▶ [Excerto selecionado]
^^^^

Igualdade de género
Não havia imagens de surfistas negras. Agora, há um documentário para contar a história delas
A Betclic, a Shutterstock e as SOMA perceberam que não havia surfistas negras nos bancos de imagens. E quiseram mudar o cenário.
Com um balde cheio de bolachas de coco, Zezinha espera multiplicar as duas dobras que custa cada uma numa quantia razoável para ajudar nas contas de casa. "A minha mãe está cansada, tem uma deficiência, tenho que fazer isto para termos o que comer", conta. Os irmãos estão a viver na cidade, e foi ela que, aos 19 anos, ficou encarregada de conseguir algum sustento e cuidar do lar em Santana, uma vila em São Tomé e Príncipe.
Estamos no centro social da vila e já se sente o entusiasmo. É a estreia do documentário onde as raparigas de Santana são as protagonistas. O filme conta as suas histórias e como elas mudaram depois do nascimento da organização Surfistas Orgulhosas na Mulher d'África (SOMA), pelas mãos de Francisca Sequeira que tenta, através da terapia do surf, empoderar estas raparigas que vivem num dos países com maior desigualdade de género do mundo, e libertá-las das tarefas domésticas, contribuindo para a sua educação.
“O que é a representatividade?”, começa por perguntar Francisca a uma audiência agitada. Não são só as participantes que estão aqui para assistir, vieram também os irmãos e algumas mães. “É possível uma pessoa sem braços e sem pernas surfar?”, continua. A resposta é unânime: não. Mas Francisca mostra um vídeo que contraria a resposta. “Vocês achavam que não era possível porque nunca tinham visto, até agora. E se há quatro anos vos perguntassem se era possível uma mulher de São Tomé surfar? Se calhar vocês diziam que não, mas com este filme já podemos dizer que sim.”
Talvez não fosse só para as raparigas de São Tomé que esta invisibilidade existia. A verdade é que não existiam, até agora, imagens de mulheres negras a surfar nos diferentes bancos de imagens. A lacuna foi notada quando as SOMA contactaram a Coming Soon para fazer material promocional para a organização e perceberam que esse material simplesmente não existia. A partir daqui, a agência de publicidade desafiou a Shutterstock e a Betclic (que já contava histórias que "desafiam as probabilidades" com a assinatura Desafia as Odds) para que, juntas, pudessem mudar o cenário.
Em Junho, uma equipa voou para São Tomé e nasceram assim 130 fotografias e 30 vídeos destas raparigas negras a surfar, já disponíveis na Shutterstock e cujas receitas irão reverter para as SOMA. Além delas, foi realizado este documentário que Francisca apresenta, Surfing Through the Odds, que mostra o impacto que este projecto teve na comunidade, 90 raparigas formadas depois.

^^^^

▶ [Entradas apresentadas]
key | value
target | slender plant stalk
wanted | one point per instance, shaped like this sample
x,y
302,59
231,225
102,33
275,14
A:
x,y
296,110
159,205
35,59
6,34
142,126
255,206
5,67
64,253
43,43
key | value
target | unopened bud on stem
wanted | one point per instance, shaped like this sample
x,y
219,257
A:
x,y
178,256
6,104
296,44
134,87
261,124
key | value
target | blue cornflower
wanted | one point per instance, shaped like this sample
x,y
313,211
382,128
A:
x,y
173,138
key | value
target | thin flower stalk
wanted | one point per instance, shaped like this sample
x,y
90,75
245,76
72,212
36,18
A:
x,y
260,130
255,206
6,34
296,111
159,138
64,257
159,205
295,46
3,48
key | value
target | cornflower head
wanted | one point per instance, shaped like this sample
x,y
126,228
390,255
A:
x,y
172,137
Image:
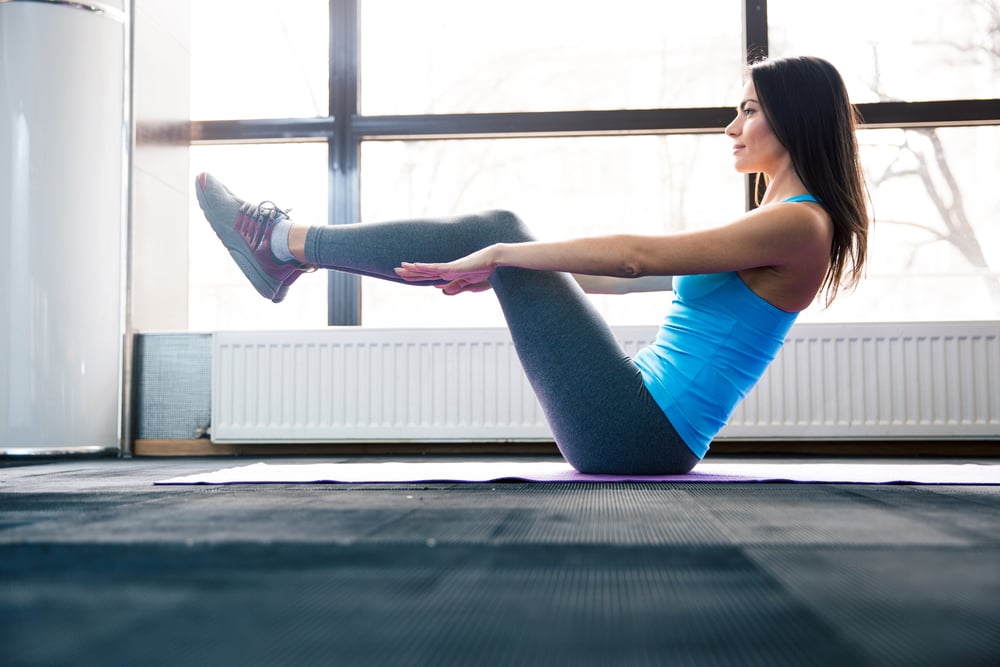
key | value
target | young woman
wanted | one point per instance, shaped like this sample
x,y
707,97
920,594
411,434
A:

^^^^

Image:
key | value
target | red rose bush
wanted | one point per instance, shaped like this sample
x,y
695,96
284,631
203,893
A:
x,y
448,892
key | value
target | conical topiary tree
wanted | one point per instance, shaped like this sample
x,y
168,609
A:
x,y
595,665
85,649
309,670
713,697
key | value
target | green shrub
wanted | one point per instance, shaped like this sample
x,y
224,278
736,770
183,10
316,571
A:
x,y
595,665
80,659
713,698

^^^^

▶ [Requisitos da tarefa] Segundo o excerto sobre as surfistas de São Tomé, quantas fotografias e quantos vídeos foram feitos em junho?

▶ [Área de resposta] 130 fotografias e 30 vídeos.